---- Excerpted data

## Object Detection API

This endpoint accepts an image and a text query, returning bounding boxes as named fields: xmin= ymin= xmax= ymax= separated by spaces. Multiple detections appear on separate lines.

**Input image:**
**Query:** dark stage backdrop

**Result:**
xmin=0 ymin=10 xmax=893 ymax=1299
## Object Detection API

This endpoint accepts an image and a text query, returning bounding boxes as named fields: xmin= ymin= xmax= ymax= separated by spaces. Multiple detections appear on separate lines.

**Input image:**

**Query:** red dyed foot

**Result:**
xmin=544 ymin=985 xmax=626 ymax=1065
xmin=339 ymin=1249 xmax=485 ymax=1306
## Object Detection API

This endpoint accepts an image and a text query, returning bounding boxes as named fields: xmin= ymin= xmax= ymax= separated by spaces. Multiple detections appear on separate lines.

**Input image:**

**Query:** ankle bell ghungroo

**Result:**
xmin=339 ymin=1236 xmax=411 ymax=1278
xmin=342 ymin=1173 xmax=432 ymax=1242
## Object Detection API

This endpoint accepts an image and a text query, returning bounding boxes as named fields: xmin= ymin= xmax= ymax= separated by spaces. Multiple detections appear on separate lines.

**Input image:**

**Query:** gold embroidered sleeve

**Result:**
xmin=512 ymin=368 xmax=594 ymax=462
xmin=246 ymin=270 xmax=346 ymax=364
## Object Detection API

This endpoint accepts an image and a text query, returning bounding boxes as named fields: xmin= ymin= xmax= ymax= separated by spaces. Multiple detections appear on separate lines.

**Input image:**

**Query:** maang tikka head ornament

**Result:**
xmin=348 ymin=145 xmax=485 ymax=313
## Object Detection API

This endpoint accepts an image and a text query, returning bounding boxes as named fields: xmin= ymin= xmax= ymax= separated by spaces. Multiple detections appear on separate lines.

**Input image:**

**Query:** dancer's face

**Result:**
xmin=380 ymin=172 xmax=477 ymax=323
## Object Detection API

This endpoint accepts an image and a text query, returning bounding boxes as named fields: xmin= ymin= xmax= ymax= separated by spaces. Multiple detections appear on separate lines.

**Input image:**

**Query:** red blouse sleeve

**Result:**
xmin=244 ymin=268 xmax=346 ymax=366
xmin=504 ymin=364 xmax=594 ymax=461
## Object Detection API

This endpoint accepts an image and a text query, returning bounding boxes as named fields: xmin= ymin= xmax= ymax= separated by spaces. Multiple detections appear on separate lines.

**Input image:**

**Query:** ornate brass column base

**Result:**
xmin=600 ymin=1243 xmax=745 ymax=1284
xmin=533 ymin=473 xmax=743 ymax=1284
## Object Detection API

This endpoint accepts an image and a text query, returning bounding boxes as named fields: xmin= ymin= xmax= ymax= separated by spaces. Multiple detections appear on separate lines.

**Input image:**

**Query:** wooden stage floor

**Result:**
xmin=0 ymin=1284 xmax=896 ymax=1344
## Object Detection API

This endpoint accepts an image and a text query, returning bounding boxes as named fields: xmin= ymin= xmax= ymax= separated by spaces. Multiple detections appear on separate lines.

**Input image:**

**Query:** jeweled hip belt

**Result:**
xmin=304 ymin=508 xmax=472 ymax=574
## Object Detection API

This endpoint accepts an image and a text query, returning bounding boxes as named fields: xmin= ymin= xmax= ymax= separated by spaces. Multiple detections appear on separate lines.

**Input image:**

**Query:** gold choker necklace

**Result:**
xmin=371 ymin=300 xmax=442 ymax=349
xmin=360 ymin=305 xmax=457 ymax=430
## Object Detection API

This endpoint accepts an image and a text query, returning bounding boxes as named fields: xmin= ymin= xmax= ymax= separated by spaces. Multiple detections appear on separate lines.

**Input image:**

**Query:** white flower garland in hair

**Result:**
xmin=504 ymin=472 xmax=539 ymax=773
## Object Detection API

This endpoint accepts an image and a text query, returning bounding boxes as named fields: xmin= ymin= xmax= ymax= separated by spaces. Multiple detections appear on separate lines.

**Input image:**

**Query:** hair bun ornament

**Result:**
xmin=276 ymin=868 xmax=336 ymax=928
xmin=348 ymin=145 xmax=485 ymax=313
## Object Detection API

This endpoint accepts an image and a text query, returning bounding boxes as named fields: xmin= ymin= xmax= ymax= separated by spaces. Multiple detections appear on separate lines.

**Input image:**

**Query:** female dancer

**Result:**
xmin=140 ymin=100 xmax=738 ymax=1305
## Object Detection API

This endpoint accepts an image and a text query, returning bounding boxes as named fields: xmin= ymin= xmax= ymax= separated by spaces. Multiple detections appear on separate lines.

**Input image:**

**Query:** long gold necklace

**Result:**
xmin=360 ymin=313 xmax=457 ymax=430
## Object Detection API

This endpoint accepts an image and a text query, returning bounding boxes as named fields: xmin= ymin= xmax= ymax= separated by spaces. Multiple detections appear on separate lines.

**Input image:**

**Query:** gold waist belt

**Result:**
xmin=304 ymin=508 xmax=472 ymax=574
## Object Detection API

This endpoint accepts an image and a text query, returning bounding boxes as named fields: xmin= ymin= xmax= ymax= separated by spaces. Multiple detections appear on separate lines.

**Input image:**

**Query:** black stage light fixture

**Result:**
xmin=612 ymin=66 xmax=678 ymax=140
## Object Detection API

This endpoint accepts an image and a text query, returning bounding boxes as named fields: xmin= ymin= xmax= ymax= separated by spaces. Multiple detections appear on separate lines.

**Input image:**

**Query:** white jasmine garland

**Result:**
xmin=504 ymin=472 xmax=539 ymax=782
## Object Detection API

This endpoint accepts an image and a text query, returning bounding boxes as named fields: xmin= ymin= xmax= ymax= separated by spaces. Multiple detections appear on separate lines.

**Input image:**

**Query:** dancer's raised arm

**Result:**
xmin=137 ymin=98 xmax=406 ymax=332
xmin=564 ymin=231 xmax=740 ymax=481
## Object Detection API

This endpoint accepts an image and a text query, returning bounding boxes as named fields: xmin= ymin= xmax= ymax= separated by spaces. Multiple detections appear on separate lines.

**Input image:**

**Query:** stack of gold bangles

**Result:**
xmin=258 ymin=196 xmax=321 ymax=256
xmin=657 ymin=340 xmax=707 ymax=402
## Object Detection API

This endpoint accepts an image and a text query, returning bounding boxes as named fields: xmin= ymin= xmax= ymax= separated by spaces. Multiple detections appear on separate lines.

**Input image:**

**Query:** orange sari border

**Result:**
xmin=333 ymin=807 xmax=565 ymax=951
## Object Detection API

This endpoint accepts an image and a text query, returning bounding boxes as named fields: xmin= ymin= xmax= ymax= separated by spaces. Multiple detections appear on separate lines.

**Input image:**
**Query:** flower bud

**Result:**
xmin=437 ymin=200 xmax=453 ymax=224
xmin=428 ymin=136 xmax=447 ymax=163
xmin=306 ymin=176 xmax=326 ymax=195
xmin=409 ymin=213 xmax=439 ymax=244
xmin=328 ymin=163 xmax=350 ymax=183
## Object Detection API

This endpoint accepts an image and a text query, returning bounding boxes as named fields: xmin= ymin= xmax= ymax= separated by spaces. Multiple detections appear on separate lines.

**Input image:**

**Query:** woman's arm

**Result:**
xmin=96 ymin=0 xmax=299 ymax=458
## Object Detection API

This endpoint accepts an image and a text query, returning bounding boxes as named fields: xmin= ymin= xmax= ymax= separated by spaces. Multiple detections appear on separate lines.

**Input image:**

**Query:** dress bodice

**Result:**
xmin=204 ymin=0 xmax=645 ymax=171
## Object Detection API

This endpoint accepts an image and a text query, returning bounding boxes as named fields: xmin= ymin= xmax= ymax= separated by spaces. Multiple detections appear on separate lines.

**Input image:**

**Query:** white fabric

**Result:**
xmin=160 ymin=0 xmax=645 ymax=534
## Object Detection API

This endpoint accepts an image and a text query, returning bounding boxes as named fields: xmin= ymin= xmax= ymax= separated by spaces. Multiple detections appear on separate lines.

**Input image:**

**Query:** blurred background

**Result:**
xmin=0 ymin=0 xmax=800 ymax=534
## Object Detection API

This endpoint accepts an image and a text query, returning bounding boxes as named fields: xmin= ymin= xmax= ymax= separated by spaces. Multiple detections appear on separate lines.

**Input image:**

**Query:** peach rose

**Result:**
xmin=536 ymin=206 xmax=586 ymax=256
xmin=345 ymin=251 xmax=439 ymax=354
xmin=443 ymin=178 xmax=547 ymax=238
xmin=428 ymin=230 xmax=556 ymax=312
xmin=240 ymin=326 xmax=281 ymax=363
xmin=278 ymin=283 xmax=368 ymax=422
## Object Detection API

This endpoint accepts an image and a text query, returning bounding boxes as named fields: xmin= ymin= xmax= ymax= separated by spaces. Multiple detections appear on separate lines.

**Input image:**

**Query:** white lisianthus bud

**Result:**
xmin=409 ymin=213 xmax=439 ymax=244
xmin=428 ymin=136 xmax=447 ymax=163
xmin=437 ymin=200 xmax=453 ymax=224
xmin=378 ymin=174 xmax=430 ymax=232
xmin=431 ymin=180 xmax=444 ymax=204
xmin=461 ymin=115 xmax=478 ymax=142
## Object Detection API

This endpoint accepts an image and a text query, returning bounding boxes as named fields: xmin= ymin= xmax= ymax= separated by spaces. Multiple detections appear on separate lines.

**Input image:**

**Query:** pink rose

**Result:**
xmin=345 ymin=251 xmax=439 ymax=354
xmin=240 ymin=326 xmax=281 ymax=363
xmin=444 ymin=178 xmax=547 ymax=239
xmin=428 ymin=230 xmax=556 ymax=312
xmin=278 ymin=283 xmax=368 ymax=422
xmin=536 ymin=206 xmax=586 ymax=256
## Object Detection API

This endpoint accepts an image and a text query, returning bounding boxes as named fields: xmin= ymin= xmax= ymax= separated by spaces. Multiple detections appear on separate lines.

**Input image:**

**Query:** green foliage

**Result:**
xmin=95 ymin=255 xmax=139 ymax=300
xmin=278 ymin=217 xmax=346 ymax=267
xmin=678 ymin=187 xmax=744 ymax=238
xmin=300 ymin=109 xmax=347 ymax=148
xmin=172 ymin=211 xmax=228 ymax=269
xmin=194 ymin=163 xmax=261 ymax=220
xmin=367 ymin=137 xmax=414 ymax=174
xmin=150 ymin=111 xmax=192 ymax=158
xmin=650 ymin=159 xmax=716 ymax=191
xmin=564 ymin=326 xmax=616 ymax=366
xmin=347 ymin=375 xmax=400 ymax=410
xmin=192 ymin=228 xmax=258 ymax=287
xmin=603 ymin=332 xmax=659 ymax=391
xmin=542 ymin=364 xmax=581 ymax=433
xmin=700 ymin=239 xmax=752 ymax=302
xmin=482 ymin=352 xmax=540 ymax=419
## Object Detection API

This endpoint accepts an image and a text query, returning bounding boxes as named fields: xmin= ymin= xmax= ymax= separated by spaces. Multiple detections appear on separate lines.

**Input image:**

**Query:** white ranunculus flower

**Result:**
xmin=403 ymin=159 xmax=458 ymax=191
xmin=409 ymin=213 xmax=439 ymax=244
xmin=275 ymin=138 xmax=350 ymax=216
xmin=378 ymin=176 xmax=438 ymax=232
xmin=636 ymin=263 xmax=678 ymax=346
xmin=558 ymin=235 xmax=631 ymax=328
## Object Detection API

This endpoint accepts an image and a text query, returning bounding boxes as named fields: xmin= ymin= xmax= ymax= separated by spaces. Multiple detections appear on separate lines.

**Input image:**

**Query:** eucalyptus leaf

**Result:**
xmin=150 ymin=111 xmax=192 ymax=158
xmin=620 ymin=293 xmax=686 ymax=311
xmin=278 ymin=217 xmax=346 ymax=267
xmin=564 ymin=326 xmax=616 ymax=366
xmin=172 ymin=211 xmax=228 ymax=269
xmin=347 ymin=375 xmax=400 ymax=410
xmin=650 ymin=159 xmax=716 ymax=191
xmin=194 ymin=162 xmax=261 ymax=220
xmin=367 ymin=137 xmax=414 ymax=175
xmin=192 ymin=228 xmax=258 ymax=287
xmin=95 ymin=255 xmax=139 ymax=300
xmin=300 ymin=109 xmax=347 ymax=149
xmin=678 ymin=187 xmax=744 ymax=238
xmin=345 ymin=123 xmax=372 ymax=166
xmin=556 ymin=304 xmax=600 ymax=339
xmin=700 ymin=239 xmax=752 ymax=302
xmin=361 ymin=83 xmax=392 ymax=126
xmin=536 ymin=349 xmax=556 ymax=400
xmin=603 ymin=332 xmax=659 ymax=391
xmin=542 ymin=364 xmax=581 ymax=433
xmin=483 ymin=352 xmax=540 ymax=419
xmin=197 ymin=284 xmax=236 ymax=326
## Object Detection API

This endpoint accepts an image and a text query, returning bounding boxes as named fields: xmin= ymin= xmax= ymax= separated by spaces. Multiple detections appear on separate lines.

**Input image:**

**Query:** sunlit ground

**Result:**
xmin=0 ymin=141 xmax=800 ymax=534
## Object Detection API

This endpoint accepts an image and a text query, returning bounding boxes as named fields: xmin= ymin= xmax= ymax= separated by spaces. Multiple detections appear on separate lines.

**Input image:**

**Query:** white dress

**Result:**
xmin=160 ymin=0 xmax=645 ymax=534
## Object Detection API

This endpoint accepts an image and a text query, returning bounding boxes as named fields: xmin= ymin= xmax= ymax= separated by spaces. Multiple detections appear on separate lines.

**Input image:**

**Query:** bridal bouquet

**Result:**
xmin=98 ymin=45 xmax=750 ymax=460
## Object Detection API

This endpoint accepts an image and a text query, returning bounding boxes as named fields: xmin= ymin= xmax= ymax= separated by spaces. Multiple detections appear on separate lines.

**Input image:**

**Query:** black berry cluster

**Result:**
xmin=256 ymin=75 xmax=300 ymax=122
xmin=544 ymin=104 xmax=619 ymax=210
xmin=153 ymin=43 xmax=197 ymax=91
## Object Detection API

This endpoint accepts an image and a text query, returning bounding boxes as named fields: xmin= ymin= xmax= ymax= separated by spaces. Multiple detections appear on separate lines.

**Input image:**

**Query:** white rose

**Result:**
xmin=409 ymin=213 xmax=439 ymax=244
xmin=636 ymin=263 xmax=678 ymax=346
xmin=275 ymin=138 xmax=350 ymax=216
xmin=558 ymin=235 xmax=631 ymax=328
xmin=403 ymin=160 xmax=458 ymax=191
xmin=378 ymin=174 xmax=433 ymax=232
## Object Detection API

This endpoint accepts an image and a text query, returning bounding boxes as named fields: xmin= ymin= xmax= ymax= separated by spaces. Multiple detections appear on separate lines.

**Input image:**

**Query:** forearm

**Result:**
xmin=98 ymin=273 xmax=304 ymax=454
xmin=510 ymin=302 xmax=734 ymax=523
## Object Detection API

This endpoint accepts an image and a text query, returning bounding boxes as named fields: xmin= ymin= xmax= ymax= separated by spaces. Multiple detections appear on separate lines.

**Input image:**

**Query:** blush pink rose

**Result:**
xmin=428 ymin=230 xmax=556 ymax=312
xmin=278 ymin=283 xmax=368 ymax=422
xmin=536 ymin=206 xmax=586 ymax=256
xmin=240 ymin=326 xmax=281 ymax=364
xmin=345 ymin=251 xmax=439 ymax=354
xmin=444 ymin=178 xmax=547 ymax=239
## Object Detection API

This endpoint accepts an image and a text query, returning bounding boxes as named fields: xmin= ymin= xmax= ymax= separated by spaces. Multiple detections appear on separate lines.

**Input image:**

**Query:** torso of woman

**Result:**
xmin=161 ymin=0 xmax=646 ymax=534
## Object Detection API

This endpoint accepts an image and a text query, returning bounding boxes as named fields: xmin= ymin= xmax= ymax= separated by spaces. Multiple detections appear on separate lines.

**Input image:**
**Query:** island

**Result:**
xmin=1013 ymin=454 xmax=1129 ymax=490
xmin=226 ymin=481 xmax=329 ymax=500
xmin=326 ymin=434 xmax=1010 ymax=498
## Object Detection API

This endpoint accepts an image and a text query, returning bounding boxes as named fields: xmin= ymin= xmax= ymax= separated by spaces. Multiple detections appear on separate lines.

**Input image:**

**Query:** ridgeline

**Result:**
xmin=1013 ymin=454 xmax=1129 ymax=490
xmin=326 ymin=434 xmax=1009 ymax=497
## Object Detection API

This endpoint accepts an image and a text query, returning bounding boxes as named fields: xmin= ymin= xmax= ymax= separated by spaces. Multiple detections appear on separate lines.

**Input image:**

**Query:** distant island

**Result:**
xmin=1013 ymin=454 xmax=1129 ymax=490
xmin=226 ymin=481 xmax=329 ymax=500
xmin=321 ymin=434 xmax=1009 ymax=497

--------

* Problem to solve
Could you rewrite the data from its start through the line containing "xmin=504 ymin=364 xmax=594 ymax=461", inclusive, switching "sleeve" to "cuff" and leaving everything else unchanged?

* Correct result
## Object Detection API

This endpoint accepts an image and a text query, returning bounding boxes as named fields: xmin= ymin= xmax= ymax= separated by spaces. Multiple detections appear on separate lines.

**Input image:**
**Query:** dark stage backdrop

**Result:**
xmin=0 ymin=10 xmax=893 ymax=1299
## Object Detection API

This endpoint accepts an image and a text query, returning bounding boxes as named fields: xmin= ymin= xmax= ymax= separated by spaces. Multiple detections appear on separate lines.

**Input image:**

**Query:** red dyed foot

**Result:**
xmin=544 ymin=985 xmax=626 ymax=1065
xmin=339 ymin=1249 xmax=485 ymax=1306
## Object Detection API

This endpoint accepts an image and a text query, returning bounding boxes as named fields: xmin= ymin= xmax= ymax= separated by spaces. Multiple detections appear on separate lines.

**Input image:**

**Query:** ankle bell ghungroo

**Result:**
xmin=339 ymin=1236 xmax=411 ymax=1278
xmin=342 ymin=1173 xmax=432 ymax=1242
## Object Detection API

This endpoint accepts an image and a text query, returning bounding boxes as named fields: xmin= ymin= xmax= ymax= separated by spaces. Multiple detections appear on separate lines.

**Input image:**

**Query:** gold embroidered cuff

**Result:**
xmin=512 ymin=368 xmax=594 ymax=462
xmin=246 ymin=270 xmax=346 ymax=364
## Object Detection API

This endpoint accepts an image and a text query, returning bounding boxes as named fields: xmin= ymin= xmax= ymax= separated by spaces. Multiple detections appear on separate lines.

**Input image:**

**Query:** maang tikka head ornament

**Result:**
xmin=348 ymin=145 xmax=485 ymax=313
## Object Detection API

This endpoint accepts an image and a text query, returning bounding boxes as named fields: xmin= ymin= xmax= ymax= separated by spaces. Multiple detections appear on separate lines.

**Input image:**

**Query:** dancer's face

**Result:**
xmin=380 ymin=172 xmax=477 ymax=323
## Object Detection API

This endpoint accepts an image and a text query, returning bounding boxes as named fields: xmin= ymin= xmax= ymax= separated by spaces. Multiple detections appear on separate lines.

**Input image:**

**Query:** red blouse cuff

**Result:**
xmin=244 ymin=268 xmax=346 ymax=366
xmin=504 ymin=364 xmax=594 ymax=461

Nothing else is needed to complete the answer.